** The problem **
Produce word for word the lines of the data below running from the one that has "In this exercise you will mark each instance of the recessed" to the one that has "In this exercise you will mark each instance of the interior", inclusive, and no others.

** Input data **
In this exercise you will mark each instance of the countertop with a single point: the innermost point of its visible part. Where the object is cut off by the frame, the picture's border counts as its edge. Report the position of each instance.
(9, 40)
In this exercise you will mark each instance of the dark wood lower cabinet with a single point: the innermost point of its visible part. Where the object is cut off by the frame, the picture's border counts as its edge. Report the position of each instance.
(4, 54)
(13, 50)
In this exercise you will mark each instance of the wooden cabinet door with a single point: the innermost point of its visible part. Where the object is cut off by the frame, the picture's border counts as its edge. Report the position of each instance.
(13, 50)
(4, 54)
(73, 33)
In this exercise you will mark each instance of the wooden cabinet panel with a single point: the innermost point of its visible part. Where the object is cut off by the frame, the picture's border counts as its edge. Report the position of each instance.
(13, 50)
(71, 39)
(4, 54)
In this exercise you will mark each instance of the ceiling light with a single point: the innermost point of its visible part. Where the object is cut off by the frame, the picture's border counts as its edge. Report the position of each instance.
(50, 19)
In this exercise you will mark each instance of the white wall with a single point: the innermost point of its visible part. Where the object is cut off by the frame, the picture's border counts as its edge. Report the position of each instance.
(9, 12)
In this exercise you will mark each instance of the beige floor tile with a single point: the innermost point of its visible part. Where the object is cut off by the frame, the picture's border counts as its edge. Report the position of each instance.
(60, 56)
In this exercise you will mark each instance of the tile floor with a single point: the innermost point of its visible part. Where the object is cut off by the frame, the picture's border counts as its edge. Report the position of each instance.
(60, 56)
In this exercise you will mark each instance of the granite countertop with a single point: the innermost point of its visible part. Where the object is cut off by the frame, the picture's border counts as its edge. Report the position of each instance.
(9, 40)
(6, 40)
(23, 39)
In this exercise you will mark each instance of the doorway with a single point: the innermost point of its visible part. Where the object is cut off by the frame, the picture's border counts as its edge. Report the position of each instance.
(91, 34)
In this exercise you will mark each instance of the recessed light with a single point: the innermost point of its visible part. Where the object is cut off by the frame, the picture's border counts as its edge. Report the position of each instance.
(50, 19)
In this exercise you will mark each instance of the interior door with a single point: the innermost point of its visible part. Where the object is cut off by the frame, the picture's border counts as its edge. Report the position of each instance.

==

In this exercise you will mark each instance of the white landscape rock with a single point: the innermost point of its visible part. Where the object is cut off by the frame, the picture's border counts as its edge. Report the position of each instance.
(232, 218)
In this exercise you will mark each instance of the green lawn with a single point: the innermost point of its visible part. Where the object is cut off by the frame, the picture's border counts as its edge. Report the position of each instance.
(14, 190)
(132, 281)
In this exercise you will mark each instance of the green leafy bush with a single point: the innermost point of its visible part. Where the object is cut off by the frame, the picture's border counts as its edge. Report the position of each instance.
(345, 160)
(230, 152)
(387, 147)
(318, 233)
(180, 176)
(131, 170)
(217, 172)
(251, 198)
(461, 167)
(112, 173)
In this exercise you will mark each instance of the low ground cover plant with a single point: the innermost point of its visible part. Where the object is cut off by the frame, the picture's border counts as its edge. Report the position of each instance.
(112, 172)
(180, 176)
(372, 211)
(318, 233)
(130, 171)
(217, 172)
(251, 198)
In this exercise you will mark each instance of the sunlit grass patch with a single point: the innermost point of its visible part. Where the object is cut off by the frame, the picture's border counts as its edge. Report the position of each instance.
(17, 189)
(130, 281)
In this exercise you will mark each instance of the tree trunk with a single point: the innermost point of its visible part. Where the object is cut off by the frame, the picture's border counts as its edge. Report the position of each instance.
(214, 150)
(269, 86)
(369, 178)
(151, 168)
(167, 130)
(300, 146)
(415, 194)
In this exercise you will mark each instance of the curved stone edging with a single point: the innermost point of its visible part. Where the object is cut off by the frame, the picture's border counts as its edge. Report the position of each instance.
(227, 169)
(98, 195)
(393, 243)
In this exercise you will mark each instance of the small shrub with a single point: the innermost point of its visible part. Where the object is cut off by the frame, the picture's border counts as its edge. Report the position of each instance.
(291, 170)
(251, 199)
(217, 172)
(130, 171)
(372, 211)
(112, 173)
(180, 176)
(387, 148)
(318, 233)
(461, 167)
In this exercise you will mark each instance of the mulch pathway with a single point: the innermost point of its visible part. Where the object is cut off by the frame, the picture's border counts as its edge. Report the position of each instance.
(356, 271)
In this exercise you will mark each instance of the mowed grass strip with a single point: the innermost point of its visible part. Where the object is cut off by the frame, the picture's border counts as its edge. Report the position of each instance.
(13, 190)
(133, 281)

---

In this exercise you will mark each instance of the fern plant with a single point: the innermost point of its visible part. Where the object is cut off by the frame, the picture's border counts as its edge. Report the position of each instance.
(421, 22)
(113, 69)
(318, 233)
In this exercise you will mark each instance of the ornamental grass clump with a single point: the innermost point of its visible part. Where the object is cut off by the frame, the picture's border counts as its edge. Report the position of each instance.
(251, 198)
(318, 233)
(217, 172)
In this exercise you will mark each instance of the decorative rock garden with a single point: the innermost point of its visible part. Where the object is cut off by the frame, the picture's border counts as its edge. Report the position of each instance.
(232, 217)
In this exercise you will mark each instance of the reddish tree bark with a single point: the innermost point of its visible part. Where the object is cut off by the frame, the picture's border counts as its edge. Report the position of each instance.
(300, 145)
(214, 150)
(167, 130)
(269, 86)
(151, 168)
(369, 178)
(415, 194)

** Answer space **
In this exercise you will mark each instance of the recessed light with a single point: the innermost point of its visible part. Where the object is cut off by the frame, the picture's border counts as its edge. Report the position of each instance.
(50, 19)
In this exercise you will mark each instance of the interior door with a single point: the innermost point of its visible part. Where the object is cut off by the frame, the picture's border counts as its edge. Report the position of each instance.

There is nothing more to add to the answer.